Sleep and your health
As mentioned, lack of sleep can contribute towards many health problems,
and this has been shown in studies involving night-shift workers. In the
Harvard Medical School Nurses Study, which involved 78,000 nurses,
it was found that those nurses who worked the night-shift for thirty years
or more had a 36% increased risk of breast cancer than their dayshift
colleagues. And in 2009 the Danish government began paying
compensation to women who developed breast cancer after working
night-shifts.

» Data
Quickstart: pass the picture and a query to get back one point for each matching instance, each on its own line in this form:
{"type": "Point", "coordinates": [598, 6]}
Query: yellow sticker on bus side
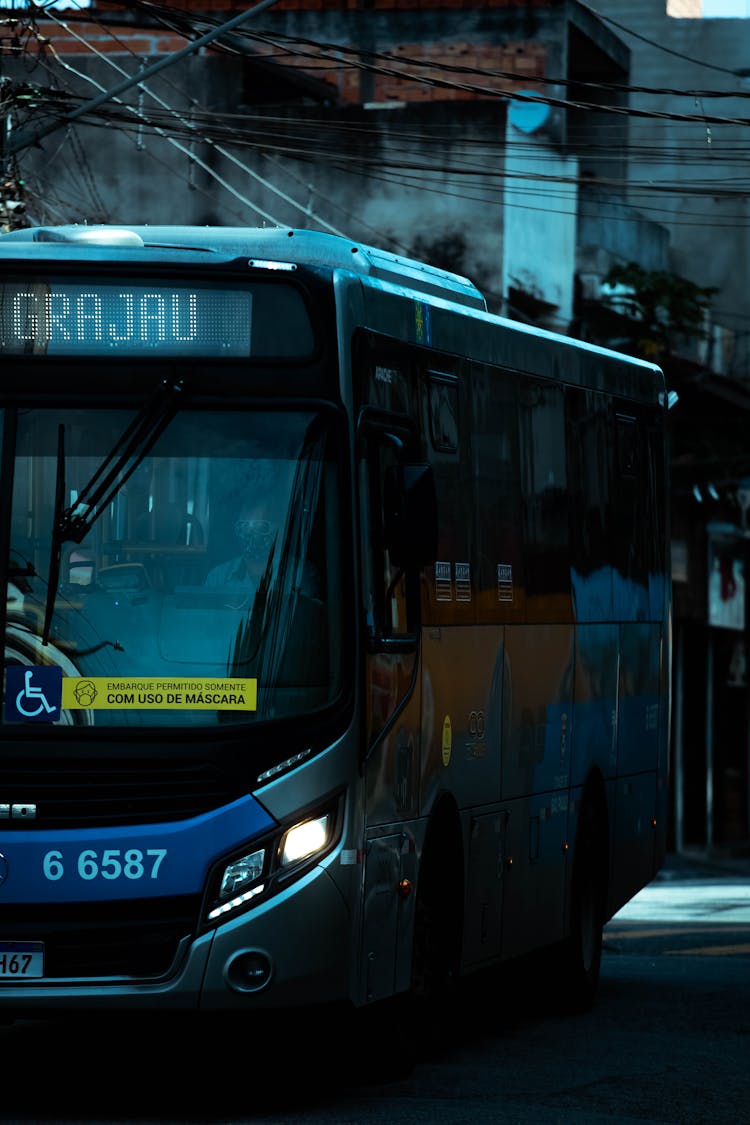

» Work order
Copy from the sleep and health text the part that opens with the words containing "Sleep and your" and closes with "night-shifts.". Reproduce it word for word.

» Task answer
Sleep and your health
As mentioned, lack of sleep can contribute towards many health problems,
and this has been shown in studies involving night-shift workers. In the
Harvard Medical School Nurses Study, which involved 78,000 nurses,
it was found that those nurses who worked the night-shift for thirty years
or more had a 36% increased risk of breast cancer than their dayshift
colleagues. And in 2009 the Danish government began paying
compensation to women who developed breast cancer after working
night-shifts.